[THE RECORDS]
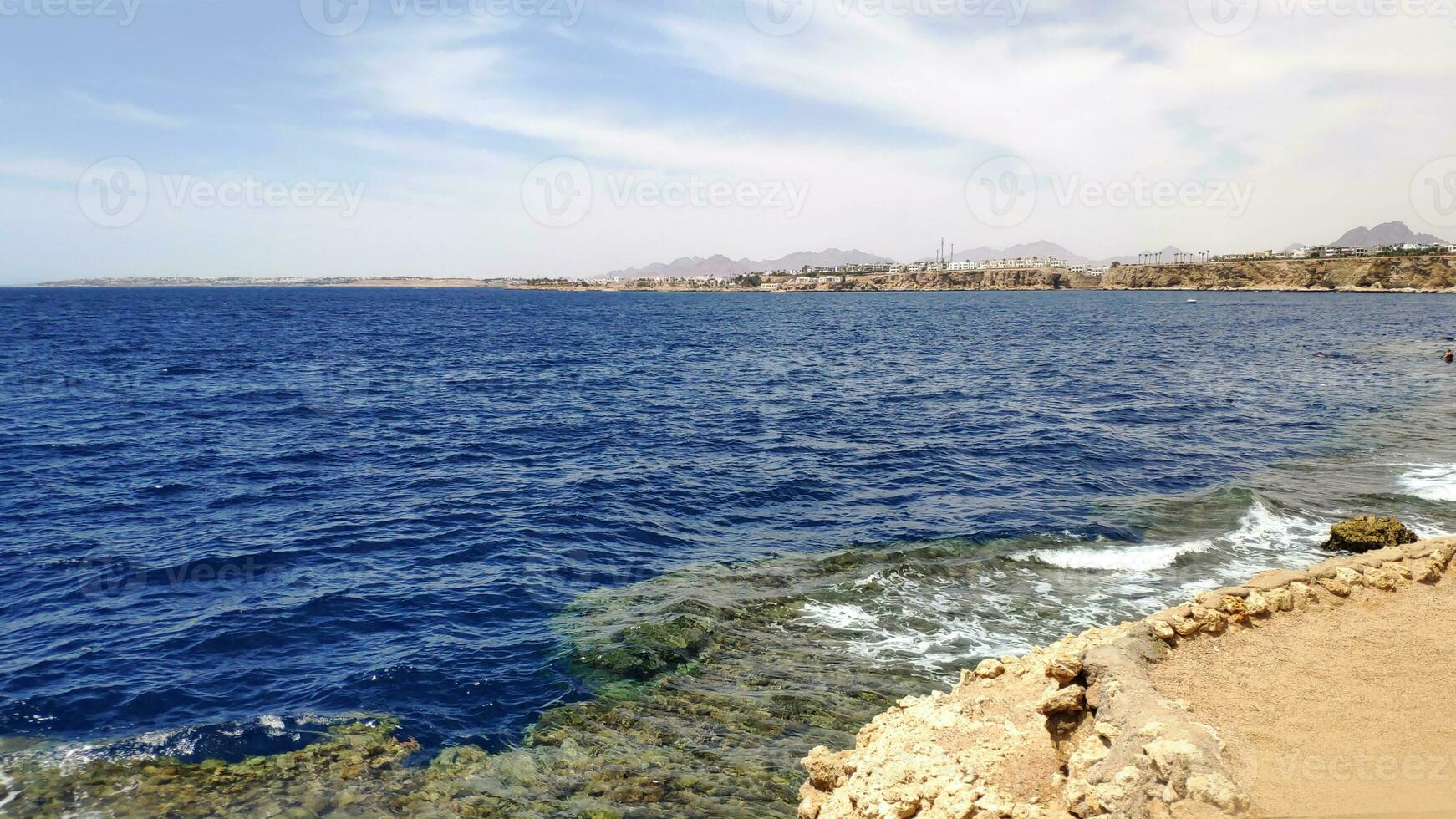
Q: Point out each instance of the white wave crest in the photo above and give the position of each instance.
(1112, 557)
(1432, 482)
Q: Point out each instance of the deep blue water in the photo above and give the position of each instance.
(226, 504)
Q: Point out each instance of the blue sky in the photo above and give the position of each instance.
(443, 120)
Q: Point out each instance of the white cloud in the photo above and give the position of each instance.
(121, 111)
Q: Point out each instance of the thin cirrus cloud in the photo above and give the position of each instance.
(125, 112)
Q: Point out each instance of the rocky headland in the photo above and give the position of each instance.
(1297, 693)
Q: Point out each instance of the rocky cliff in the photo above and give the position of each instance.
(1397, 272)
(1082, 728)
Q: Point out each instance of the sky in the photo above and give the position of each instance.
(573, 137)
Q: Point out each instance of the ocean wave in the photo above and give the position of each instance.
(1430, 482)
(1258, 532)
(1114, 557)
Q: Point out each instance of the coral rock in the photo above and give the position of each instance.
(990, 669)
(1369, 534)
(1063, 701)
(1065, 669)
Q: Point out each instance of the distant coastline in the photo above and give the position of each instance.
(1385, 274)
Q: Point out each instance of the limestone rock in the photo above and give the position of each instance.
(1210, 620)
(990, 669)
(1236, 608)
(1257, 604)
(1350, 577)
(1382, 579)
(1369, 534)
(1063, 701)
(1280, 600)
(1065, 669)
(826, 768)
(1219, 791)
(1303, 594)
(1173, 760)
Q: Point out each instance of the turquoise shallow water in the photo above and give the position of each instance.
(233, 516)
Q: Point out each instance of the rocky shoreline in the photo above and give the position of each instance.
(1079, 728)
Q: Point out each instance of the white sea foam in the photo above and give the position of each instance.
(914, 614)
(9, 795)
(1114, 557)
(1260, 532)
(1430, 482)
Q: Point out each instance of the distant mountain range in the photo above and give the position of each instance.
(725, 268)
(1387, 233)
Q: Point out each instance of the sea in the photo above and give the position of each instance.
(233, 516)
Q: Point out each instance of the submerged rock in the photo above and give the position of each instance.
(1369, 534)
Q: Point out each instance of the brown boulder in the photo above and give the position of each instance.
(1369, 534)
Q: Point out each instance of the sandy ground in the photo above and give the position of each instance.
(1344, 710)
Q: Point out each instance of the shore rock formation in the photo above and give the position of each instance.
(1077, 729)
(1369, 534)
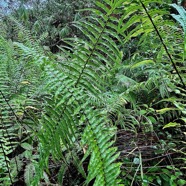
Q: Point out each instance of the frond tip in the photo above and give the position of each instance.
(98, 137)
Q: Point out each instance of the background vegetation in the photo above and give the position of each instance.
(92, 93)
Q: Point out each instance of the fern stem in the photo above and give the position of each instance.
(6, 161)
(164, 45)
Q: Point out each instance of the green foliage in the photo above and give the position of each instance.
(110, 104)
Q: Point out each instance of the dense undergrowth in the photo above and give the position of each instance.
(106, 109)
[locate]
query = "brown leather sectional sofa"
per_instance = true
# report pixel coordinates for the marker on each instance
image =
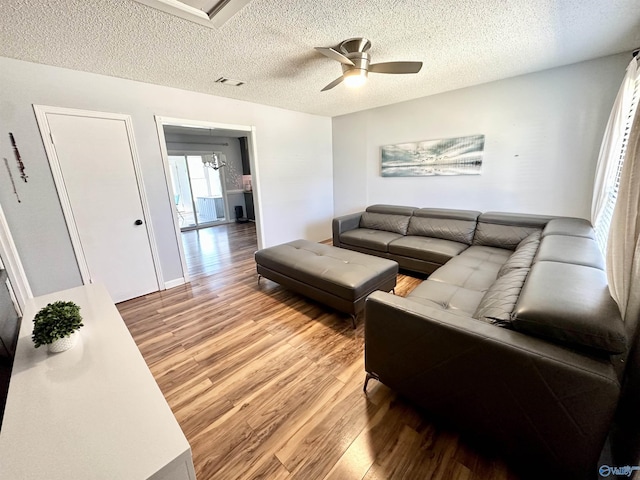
(513, 336)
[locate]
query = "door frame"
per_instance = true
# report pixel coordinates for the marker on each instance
(41, 112)
(13, 264)
(255, 178)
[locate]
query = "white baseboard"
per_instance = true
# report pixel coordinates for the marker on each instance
(174, 283)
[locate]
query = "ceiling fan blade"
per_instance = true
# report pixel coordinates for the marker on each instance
(335, 55)
(396, 67)
(333, 84)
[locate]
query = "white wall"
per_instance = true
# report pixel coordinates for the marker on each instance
(542, 138)
(293, 159)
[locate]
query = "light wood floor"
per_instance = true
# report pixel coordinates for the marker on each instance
(266, 384)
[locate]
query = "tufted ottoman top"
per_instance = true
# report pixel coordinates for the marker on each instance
(343, 273)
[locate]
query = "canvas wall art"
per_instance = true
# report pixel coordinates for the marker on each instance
(447, 156)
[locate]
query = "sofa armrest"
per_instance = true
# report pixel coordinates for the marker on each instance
(534, 399)
(344, 224)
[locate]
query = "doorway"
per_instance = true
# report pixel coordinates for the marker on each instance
(206, 217)
(198, 190)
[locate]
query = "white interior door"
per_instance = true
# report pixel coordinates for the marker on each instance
(97, 170)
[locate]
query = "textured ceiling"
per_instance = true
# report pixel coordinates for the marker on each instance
(269, 44)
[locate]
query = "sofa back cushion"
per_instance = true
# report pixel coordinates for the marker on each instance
(576, 227)
(523, 256)
(570, 304)
(455, 225)
(500, 299)
(386, 222)
(506, 230)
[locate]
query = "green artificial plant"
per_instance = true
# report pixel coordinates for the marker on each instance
(55, 321)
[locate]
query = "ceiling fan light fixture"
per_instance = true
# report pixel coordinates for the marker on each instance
(356, 77)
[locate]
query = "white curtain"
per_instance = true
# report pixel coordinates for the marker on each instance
(610, 150)
(623, 272)
(623, 247)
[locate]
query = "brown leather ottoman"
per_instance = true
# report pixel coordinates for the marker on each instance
(339, 278)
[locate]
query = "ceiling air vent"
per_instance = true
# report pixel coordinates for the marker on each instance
(228, 81)
(210, 13)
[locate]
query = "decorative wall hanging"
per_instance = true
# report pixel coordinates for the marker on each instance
(13, 183)
(23, 175)
(448, 156)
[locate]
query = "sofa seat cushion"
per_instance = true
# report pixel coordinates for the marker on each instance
(448, 297)
(368, 238)
(477, 277)
(498, 303)
(568, 249)
(570, 304)
(429, 249)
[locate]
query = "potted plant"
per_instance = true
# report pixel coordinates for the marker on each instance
(56, 325)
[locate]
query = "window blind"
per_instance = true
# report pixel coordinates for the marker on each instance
(603, 222)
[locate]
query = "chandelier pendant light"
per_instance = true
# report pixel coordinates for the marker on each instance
(215, 162)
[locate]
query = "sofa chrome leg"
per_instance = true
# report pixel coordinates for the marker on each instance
(366, 381)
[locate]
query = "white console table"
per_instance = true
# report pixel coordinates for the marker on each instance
(92, 412)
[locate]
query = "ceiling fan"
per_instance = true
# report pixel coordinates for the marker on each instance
(354, 56)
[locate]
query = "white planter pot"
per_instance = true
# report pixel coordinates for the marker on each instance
(63, 344)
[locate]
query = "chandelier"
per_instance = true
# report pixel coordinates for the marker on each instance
(214, 161)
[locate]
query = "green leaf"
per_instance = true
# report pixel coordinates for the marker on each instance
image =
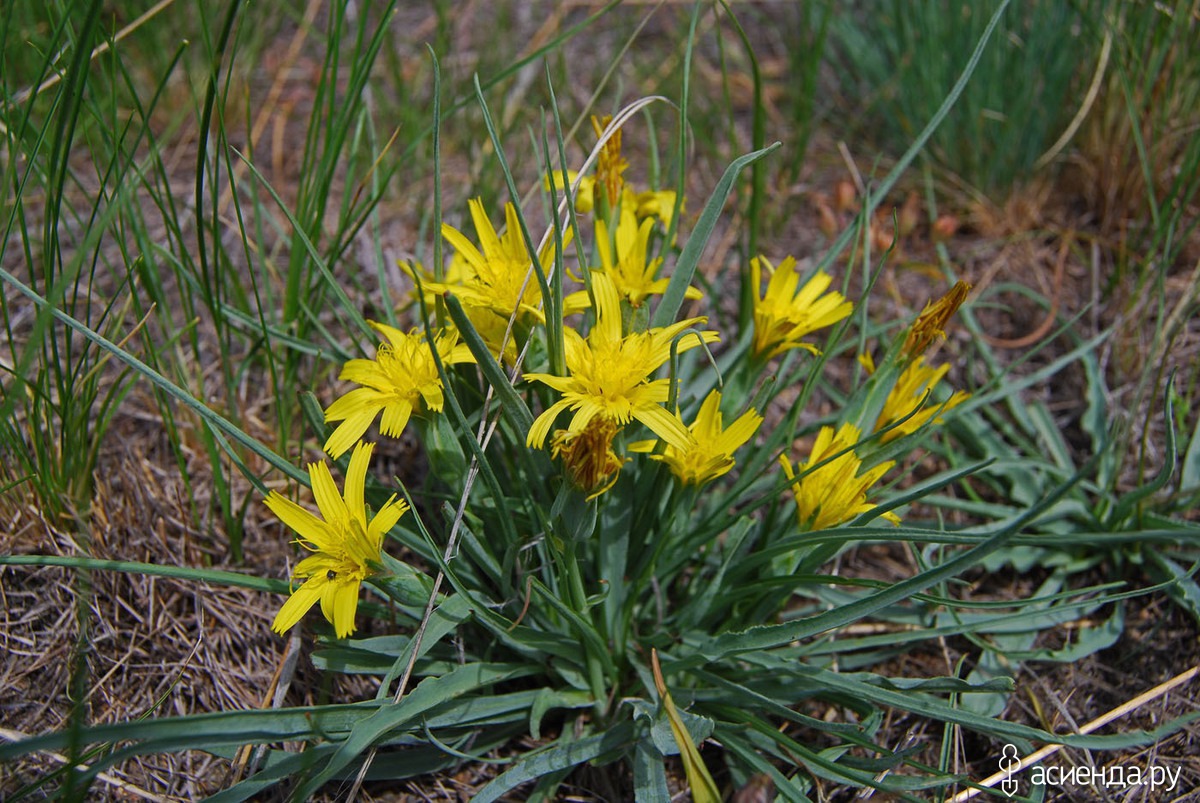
(568, 753)
(685, 268)
(649, 775)
(408, 712)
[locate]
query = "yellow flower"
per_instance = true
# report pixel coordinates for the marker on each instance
(585, 197)
(834, 492)
(345, 545)
(930, 324)
(628, 268)
(502, 269)
(709, 453)
(588, 456)
(400, 381)
(610, 373)
(784, 316)
(906, 396)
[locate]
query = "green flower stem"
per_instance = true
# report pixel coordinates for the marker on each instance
(579, 600)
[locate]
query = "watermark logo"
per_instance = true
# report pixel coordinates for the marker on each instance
(1009, 762)
(1113, 778)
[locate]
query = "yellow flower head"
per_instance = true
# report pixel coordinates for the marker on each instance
(930, 324)
(400, 381)
(345, 545)
(610, 165)
(588, 456)
(499, 276)
(834, 492)
(784, 316)
(628, 267)
(709, 453)
(585, 197)
(906, 396)
(610, 373)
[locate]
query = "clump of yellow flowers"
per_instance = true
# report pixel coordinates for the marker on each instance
(671, 407)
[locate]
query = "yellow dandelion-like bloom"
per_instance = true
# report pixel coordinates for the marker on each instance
(711, 451)
(610, 163)
(930, 324)
(345, 545)
(499, 271)
(915, 382)
(783, 316)
(400, 381)
(834, 492)
(585, 197)
(588, 455)
(610, 373)
(628, 265)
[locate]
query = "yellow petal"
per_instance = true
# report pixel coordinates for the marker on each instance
(295, 606)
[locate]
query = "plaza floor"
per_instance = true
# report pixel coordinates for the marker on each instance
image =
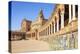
(29, 46)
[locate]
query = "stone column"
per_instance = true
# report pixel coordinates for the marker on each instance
(69, 13)
(54, 26)
(62, 19)
(74, 17)
(57, 25)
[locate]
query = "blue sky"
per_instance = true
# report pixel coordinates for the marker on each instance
(28, 10)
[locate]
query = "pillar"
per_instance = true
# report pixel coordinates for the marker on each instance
(62, 19)
(69, 13)
(54, 26)
(57, 25)
(74, 17)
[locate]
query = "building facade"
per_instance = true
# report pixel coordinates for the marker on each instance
(60, 30)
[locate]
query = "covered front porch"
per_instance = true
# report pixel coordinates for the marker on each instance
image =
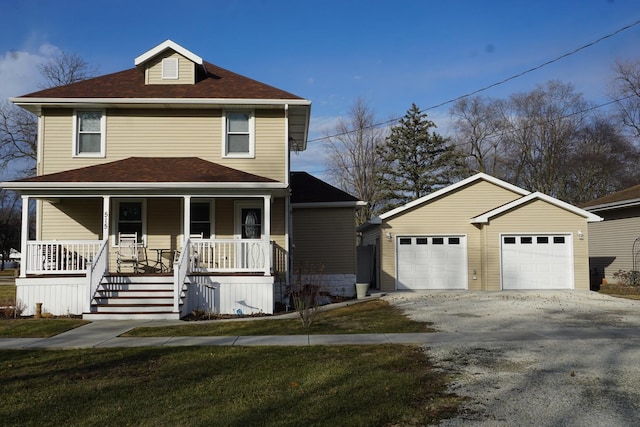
(205, 236)
(211, 275)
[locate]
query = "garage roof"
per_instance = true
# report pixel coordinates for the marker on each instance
(485, 217)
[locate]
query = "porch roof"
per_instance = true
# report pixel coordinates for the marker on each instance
(147, 172)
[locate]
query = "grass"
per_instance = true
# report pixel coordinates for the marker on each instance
(37, 328)
(232, 386)
(375, 316)
(7, 292)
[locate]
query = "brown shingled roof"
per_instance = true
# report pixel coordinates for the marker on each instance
(628, 194)
(306, 188)
(215, 83)
(152, 169)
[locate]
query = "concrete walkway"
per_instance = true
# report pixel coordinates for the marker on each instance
(104, 334)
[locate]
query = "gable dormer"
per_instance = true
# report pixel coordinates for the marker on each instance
(169, 64)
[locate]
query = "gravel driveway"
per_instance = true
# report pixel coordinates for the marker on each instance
(581, 368)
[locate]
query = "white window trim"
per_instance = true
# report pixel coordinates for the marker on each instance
(238, 206)
(103, 134)
(252, 132)
(175, 63)
(212, 214)
(116, 218)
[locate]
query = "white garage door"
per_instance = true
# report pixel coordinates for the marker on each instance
(432, 262)
(537, 261)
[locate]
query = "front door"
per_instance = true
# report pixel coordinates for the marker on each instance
(249, 227)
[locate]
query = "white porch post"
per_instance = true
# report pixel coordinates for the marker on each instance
(267, 233)
(106, 209)
(186, 226)
(24, 236)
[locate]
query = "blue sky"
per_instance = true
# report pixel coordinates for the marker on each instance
(331, 52)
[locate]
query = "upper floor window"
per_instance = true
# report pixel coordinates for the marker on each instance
(89, 133)
(239, 134)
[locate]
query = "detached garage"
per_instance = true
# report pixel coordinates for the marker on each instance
(481, 234)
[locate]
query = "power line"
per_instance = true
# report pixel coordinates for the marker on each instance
(574, 113)
(485, 88)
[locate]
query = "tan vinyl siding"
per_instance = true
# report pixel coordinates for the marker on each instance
(72, 219)
(167, 133)
(444, 216)
(57, 149)
(186, 71)
(325, 238)
(164, 224)
(537, 217)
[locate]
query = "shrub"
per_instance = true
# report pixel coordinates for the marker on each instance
(627, 278)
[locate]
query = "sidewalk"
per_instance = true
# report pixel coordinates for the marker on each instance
(105, 334)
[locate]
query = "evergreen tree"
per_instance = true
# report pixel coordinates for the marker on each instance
(417, 160)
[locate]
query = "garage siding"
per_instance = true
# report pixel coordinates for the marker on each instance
(447, 215)
(542, 218)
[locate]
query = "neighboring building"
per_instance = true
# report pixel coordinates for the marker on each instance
(481, 234)
(614, 244)
(191, 160)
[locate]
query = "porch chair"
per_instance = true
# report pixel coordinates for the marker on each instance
(193, 261)
(128, 251)
(195, 255)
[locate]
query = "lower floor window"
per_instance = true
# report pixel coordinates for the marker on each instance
(130, 218)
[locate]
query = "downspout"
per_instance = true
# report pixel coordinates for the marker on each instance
(287, 199)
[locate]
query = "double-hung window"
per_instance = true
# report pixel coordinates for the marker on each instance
(131, 218)
(238, 133)
(89, 133)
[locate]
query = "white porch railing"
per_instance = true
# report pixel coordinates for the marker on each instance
(230, 256)
(60, 256)
(180, 271)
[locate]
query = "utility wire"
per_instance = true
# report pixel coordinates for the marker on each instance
(574, 113)
(485, 88)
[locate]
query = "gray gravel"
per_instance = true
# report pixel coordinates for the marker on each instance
(537, 382)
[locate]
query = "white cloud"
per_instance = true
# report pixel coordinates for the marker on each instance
(19, 73)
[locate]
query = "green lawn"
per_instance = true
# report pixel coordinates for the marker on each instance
(224, 386)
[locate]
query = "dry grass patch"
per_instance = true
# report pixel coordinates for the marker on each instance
(368, 317)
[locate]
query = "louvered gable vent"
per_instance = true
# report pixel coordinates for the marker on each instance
(170, 69)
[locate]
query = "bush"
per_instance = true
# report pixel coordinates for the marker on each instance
(627, 278)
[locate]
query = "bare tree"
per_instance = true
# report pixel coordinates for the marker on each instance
(353, 162)
(18, 139)
(541, 126)
(66, 68)
(603, 161)
(19, 128)
(626, 91)
(477, 128)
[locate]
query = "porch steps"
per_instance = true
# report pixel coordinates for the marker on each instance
(133, 297)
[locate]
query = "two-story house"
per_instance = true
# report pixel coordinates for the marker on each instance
(161, 189)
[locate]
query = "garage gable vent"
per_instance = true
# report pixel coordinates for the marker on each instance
(170, 69)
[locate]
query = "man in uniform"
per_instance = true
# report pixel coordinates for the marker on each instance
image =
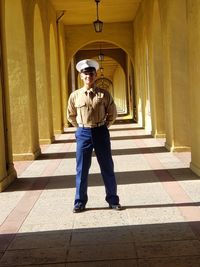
(92, 110)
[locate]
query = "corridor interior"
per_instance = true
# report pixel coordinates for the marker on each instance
(158, 226)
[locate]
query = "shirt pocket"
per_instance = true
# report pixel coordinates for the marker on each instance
(81, 108)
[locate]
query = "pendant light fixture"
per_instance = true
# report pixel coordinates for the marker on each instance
(98, 25)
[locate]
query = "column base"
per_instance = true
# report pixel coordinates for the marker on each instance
(177, 148)
(195, 168)
(158, 135)
(47, 141)
(27, 156)
(58, 131)
(6, 181)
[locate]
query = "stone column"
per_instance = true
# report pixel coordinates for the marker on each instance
(194, 81)
(19, 81)
(175, 67)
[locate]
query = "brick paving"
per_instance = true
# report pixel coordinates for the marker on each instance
(158, 227)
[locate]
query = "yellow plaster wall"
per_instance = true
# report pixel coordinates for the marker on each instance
(120, 34)
(194, 81)
(63, 45)
(175, 59)
(168, 104)
(119, 86)
(7, 170)
(22, 70)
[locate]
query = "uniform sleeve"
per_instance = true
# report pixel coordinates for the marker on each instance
(111, 111)
(71, 111)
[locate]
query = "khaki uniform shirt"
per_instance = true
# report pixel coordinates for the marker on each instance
(90, 107)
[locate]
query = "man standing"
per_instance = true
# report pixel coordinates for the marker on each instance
(92, 110)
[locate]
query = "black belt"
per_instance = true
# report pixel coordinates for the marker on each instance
(91, 126)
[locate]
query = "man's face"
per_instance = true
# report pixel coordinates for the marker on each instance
(88, 77)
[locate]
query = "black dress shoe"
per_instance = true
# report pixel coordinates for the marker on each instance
(115, 206)
(78, 208)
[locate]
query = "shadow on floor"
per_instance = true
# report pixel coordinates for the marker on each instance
(169, 244)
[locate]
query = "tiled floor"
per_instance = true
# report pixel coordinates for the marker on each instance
(158, 227)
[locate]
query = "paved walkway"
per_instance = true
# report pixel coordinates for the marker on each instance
(158, 227)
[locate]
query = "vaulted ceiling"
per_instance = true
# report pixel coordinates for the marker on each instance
(84, 11)
(79, 12)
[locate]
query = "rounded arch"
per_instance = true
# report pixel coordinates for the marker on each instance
(120, 34)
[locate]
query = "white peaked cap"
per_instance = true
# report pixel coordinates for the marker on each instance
(87, 63)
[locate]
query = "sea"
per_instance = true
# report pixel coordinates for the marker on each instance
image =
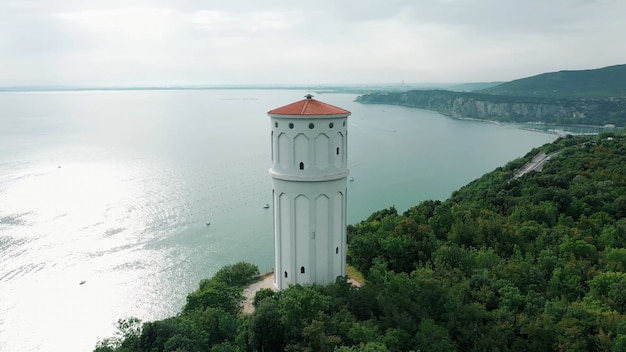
(116, 203)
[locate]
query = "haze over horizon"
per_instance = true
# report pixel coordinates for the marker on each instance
(243, 42)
[/THE RECORDS]
▶ **WHAT YOU SHOULD DO**
If a line in the listing has "ceiling" in it, report that line.

▶ **TASK RESULT**
query = "ceiling fan blade"
query = "textured ceiling"
query = "ceiling fan light fixture"
query = "ceiling air vent"
query = "ceiling fan"
query = "vaulted ceiling"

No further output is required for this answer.